--- Data extracts ---
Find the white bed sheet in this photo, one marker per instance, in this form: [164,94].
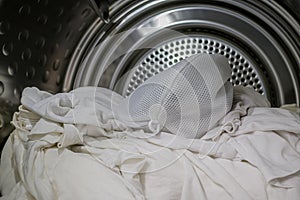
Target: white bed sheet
[71,146]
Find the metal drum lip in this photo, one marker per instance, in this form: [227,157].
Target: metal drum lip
[295,83]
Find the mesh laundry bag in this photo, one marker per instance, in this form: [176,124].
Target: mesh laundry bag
[187,99]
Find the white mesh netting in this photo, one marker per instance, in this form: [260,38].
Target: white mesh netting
[187,99]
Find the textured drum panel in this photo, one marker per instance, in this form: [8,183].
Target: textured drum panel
[165,56]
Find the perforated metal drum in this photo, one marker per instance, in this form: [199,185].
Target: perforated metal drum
[58,46]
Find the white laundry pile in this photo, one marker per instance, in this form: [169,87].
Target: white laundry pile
[76,146]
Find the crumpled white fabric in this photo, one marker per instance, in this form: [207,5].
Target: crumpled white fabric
[71,146]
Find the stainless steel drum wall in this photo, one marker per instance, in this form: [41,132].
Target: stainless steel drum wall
[262,31]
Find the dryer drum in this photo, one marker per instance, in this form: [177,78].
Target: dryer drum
[60,45]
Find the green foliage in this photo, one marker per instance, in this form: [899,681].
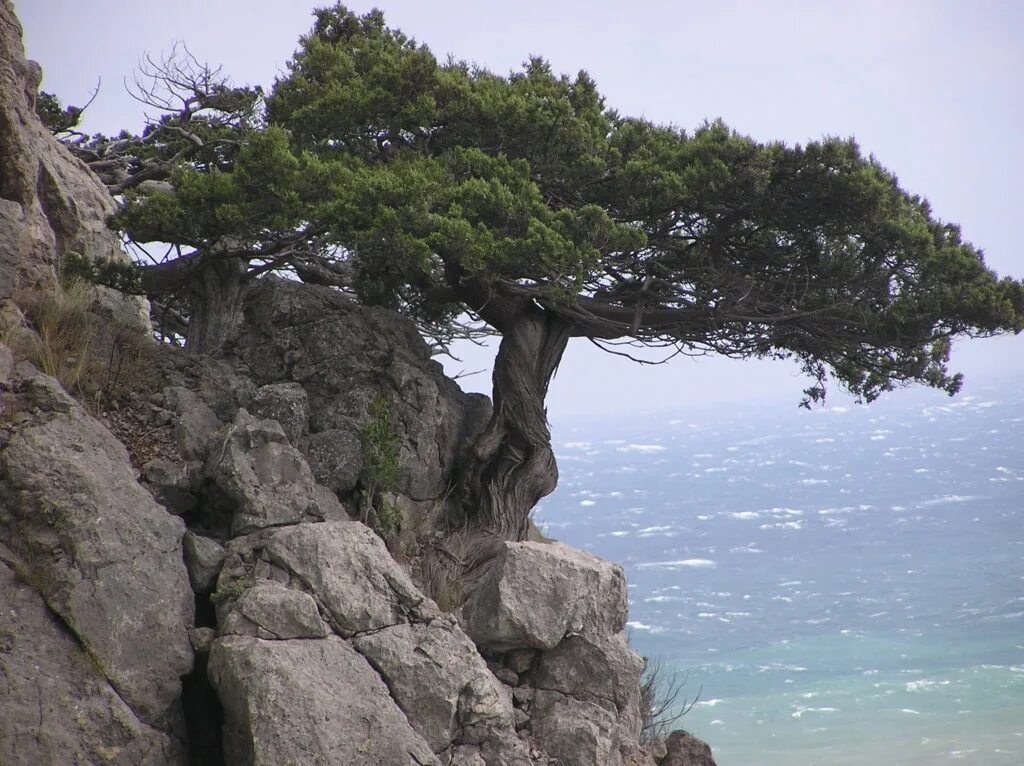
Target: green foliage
[57,118]
[231,591]
[445,186]
[380,468]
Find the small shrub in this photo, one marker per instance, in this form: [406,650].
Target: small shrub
[380,469]
[660,708]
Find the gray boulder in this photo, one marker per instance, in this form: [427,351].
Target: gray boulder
[301,701]
[271,610]
[440,682]
[50,204]
[267,480]
[573,731]
[685,750]
[603,671]
[55,707]
[196,422]
[346,566]
[169,485]
[287,403]
[537,594]
[344,355]
[336,459]
[95,545]
[204,557]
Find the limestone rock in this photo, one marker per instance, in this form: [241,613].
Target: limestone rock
[268,480]
[287,403]
[685,750]
[50,204]
[336,459]
[169,485]
[343,355]
[356,582]
[537,594]
[196,422]
[308,701]
[99,550]
[204,557]
[54,706]
[600,670]
[273,611]
[576,732]
[439,682]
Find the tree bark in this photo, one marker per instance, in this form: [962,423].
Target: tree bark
[215,293]
[512,465]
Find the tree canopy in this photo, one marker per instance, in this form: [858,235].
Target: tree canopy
[437,188]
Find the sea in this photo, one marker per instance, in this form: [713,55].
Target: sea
[843,586]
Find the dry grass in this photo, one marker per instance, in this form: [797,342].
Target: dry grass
[59,334]
[439,568]
[94,360]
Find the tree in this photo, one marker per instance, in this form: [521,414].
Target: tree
[438,188]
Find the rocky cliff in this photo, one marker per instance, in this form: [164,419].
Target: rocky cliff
[185,576]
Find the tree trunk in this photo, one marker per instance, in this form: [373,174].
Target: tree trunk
[215,293]
[512,465]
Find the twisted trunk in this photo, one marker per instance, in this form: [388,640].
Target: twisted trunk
[215,292]
[512,465]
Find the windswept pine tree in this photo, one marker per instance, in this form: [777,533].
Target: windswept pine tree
[524,202]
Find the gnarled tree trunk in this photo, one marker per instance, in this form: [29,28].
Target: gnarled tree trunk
[512,465]
[215,293]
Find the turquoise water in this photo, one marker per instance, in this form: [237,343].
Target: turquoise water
[844,586]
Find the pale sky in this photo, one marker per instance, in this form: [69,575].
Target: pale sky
[931,88]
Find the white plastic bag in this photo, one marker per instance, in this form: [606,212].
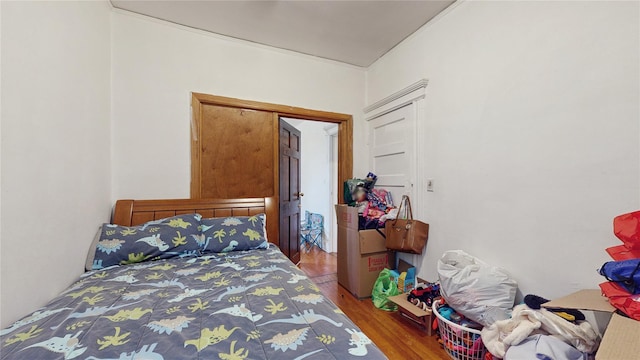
---
Exercise brief: Above are the records. Copy the lines beginning at the one that has "Target: white mesh netting" and ending with the one that has "Find the white laundry", unchanged.

Written answer:
Target: white mesh netting
[187,99]
Find the textured drum panel in this photo, one marker per instance, in this form: [8,183].
Target: textured drum panel
[165,56]
Find the perforated metal drum in this photo, one marker per instance, in this form: [199,185].
Target: perforated metal drum
[58,46]
Find the white laundry pile in this photo, one marker per instance, in this form: [169,87].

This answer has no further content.